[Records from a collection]
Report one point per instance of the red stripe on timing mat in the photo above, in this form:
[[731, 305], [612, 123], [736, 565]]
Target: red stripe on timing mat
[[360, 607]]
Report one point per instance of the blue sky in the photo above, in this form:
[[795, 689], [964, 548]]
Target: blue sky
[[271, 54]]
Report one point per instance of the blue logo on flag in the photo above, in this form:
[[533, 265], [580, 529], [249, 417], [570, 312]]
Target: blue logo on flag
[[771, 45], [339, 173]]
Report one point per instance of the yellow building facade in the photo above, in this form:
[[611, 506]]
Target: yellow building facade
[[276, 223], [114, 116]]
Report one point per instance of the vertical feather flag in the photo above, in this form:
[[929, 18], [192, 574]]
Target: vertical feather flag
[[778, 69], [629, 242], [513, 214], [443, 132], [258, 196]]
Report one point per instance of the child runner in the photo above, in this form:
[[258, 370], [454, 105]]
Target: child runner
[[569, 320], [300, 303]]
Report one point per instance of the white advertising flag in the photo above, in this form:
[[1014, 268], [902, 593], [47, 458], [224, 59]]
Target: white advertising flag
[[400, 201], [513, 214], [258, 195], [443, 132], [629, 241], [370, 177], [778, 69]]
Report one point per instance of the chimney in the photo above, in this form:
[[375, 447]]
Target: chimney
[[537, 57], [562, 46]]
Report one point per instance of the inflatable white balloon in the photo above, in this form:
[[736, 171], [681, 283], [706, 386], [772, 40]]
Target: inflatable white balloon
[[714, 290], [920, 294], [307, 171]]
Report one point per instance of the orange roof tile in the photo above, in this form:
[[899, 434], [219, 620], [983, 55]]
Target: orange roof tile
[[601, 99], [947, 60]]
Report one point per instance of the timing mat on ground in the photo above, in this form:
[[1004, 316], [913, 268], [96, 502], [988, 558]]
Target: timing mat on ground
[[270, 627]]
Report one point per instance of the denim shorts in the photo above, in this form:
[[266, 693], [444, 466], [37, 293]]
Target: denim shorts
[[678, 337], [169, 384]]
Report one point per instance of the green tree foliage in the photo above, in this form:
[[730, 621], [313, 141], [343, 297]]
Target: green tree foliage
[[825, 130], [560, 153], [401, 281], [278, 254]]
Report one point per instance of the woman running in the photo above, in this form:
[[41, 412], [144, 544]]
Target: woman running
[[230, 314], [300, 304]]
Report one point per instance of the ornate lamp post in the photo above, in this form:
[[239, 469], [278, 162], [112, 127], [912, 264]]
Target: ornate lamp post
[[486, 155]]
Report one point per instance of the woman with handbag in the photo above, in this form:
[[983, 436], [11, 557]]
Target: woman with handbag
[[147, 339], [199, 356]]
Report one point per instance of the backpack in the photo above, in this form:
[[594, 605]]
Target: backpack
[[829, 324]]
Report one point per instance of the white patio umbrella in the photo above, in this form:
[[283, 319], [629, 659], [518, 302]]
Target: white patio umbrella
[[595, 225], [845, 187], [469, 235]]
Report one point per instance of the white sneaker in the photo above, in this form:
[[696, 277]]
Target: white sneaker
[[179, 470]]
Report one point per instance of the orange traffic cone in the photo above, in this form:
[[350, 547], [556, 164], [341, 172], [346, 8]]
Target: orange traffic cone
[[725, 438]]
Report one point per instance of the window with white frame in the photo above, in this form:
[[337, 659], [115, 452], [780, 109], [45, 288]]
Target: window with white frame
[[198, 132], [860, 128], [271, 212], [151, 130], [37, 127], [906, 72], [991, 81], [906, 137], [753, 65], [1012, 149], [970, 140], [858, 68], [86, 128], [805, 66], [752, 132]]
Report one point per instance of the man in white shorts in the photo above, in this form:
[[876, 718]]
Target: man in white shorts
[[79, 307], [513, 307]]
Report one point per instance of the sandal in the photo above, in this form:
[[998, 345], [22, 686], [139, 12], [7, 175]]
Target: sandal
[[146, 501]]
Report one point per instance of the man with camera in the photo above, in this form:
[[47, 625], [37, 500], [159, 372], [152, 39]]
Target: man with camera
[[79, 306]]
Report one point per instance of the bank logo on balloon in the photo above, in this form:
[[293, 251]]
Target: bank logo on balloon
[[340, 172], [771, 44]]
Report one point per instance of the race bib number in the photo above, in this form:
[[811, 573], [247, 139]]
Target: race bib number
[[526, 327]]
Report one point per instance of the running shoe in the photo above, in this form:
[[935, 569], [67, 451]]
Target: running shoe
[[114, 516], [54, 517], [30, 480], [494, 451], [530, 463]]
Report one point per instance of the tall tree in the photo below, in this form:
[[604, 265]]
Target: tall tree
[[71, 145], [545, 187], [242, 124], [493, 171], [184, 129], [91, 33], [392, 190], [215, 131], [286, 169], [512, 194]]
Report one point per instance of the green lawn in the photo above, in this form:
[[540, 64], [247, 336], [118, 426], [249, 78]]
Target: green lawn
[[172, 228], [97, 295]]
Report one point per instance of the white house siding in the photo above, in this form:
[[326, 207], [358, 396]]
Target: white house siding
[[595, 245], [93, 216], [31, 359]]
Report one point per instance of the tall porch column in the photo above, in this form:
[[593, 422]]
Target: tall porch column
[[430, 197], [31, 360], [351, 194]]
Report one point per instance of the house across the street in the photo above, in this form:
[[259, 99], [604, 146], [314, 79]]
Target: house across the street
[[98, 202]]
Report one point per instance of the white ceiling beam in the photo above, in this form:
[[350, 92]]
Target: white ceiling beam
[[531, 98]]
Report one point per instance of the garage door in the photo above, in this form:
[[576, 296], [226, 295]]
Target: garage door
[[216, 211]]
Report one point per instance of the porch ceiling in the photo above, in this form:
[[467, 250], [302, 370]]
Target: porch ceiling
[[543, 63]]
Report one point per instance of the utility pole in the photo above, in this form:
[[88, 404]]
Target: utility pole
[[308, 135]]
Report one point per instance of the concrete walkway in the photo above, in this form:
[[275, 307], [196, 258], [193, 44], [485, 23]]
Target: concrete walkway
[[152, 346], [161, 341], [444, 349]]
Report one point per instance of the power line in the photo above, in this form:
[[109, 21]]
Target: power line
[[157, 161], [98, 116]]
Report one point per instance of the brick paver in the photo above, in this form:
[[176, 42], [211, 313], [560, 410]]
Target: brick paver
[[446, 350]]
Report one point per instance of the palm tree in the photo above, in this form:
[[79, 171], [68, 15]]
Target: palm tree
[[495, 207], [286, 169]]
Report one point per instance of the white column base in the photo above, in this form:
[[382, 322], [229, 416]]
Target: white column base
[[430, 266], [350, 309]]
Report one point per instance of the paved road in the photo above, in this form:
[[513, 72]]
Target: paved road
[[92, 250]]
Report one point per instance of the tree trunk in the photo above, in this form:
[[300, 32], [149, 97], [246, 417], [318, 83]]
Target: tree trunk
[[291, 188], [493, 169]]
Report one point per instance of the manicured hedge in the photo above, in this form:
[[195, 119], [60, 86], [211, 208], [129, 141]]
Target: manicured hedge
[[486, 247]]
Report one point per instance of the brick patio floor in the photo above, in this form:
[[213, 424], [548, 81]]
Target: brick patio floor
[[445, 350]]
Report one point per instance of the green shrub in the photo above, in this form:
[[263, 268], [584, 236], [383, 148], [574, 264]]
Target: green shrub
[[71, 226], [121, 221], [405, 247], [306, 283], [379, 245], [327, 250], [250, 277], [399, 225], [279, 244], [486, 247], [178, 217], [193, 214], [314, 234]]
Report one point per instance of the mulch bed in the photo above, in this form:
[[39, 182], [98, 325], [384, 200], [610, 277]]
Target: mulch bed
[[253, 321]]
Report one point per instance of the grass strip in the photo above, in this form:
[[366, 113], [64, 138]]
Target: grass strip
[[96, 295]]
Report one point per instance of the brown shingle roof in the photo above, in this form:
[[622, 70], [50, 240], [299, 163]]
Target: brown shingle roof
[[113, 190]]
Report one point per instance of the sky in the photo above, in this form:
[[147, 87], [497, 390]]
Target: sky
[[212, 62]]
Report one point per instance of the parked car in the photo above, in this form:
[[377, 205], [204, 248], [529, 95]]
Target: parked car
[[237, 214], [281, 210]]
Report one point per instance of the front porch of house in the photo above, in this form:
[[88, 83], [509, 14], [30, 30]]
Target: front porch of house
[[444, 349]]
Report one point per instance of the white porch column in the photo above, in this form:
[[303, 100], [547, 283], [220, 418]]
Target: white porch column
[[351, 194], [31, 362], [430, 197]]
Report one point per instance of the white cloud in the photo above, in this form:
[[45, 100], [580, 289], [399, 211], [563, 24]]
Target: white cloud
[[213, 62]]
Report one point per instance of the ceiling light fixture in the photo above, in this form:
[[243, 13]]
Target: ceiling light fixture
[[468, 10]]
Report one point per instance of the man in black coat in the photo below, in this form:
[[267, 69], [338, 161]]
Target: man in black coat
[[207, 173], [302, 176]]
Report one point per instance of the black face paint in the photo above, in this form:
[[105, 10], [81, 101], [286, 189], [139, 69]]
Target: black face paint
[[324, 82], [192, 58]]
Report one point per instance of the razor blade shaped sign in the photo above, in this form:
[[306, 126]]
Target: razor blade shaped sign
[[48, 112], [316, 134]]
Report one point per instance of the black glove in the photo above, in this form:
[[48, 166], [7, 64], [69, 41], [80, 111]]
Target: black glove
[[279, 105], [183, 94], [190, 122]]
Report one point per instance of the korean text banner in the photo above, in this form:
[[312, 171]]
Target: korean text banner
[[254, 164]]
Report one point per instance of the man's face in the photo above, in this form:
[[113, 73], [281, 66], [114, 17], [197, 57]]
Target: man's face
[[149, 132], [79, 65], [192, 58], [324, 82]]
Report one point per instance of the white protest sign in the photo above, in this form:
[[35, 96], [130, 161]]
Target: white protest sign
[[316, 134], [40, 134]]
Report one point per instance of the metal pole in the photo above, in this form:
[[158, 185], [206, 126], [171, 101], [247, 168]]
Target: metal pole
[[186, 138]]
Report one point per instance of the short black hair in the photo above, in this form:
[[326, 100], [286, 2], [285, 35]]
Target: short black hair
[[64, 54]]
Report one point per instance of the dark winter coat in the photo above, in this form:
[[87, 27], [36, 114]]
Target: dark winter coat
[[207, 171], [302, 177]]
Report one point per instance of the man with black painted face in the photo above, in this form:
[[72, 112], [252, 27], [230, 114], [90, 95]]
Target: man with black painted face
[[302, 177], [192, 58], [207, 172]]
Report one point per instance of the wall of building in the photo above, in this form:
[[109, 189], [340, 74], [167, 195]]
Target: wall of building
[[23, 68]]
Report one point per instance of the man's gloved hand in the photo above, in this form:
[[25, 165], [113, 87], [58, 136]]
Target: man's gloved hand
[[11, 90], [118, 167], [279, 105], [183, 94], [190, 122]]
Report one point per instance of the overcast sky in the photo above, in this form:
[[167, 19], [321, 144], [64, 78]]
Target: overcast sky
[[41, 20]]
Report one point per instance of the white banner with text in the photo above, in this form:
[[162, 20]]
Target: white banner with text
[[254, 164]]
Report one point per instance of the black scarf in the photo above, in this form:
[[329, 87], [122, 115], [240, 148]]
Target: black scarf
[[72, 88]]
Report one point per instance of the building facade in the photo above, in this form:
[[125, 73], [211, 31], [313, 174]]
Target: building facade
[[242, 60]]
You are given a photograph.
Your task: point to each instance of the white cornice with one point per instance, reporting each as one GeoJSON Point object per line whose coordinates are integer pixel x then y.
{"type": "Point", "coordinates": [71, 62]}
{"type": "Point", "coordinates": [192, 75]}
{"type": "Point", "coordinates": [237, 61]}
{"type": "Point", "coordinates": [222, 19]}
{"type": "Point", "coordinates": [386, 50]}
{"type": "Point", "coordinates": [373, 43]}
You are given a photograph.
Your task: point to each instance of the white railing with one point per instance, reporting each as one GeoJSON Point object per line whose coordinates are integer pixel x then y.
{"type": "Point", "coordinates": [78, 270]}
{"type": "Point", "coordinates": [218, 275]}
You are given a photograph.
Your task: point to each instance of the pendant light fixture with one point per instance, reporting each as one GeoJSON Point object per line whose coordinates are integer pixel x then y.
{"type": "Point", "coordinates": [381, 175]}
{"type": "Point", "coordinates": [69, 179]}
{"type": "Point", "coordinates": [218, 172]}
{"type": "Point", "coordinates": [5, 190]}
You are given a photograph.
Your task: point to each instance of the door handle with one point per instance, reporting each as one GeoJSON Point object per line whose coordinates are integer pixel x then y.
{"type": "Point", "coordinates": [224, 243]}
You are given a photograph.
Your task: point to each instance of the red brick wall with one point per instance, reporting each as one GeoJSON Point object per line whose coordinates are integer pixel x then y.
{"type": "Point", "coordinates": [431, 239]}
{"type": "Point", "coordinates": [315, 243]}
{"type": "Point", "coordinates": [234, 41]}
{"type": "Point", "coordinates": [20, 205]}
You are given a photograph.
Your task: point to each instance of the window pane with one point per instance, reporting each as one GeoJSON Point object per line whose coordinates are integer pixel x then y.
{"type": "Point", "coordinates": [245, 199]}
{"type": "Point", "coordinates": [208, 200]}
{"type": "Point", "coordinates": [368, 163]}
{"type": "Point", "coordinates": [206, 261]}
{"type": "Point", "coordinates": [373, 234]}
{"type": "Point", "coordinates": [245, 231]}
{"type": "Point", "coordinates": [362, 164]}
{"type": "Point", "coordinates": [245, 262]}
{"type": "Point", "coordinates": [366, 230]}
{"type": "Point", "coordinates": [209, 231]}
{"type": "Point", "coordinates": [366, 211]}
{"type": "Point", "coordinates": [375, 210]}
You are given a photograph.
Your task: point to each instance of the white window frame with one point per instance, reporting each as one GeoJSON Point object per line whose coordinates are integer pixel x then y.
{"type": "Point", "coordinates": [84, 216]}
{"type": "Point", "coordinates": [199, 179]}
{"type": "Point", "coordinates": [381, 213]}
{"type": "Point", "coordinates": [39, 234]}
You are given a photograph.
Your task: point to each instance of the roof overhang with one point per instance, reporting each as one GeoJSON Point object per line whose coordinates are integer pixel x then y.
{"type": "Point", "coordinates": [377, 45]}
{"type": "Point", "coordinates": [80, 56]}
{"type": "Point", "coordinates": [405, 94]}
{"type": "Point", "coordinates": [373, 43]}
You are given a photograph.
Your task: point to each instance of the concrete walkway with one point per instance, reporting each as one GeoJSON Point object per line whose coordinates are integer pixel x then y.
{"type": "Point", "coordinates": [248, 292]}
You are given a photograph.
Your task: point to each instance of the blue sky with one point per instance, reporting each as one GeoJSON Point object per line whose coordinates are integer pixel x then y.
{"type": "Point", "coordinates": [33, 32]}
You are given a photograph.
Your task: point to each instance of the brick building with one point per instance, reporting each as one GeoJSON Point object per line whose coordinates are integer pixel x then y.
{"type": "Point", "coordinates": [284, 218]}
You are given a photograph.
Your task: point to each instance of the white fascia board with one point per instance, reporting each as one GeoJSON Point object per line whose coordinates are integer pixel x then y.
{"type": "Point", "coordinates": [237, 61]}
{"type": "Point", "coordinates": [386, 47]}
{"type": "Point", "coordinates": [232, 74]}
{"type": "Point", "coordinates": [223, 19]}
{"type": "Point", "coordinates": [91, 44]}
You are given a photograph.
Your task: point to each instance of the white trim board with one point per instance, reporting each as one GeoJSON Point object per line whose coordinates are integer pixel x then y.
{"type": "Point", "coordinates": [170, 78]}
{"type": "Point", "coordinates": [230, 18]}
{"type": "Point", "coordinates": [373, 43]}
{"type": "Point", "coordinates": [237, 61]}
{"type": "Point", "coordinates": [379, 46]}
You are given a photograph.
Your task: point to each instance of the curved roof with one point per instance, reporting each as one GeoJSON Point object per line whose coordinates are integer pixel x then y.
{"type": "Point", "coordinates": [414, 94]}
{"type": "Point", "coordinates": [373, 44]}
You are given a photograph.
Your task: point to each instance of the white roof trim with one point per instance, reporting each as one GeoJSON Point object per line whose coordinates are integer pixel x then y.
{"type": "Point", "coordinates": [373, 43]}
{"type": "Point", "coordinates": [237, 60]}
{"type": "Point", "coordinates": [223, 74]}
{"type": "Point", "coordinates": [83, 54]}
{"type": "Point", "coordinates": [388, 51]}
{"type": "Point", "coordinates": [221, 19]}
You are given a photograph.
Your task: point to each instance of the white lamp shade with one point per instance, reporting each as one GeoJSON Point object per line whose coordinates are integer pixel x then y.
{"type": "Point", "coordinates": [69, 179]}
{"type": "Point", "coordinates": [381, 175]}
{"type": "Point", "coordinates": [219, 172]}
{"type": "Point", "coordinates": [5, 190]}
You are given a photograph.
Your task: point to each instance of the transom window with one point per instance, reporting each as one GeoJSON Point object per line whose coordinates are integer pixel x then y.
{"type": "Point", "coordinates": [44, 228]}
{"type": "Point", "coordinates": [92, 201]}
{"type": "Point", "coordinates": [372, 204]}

WORK TO COMPLETE: Copy, exactly and only, the lines above that begin with the one containing "Target: red stripe on timing mat" and finish with the one containing "[[929, 18], [192, 574]]".

YOUR RESPONSE:
Target: red stripe on timing mat
[[360, 607]]
Report one point per instance of the blue sky in the photo above, in this form:
[[795, 689], [964, 548]]
Target: blue sky
[[271, 54]]
Report one point per instance of the blue logo on flag in the photo above, in this form:
[[533, 265], [580, 529], [249, 417], [570, 312]]
Target: blue logo on flag
[[771, 45], [339, 173]]
Report one point per instance of the yellow building facade in the photo above, in this form:
[[611, 506]]
Target: yellow building facade
[[276, 223], [114, 116]]
Report one point per instance of the vertical feather flag in the photo above, in this form:
[[929, 18], [192, 574]]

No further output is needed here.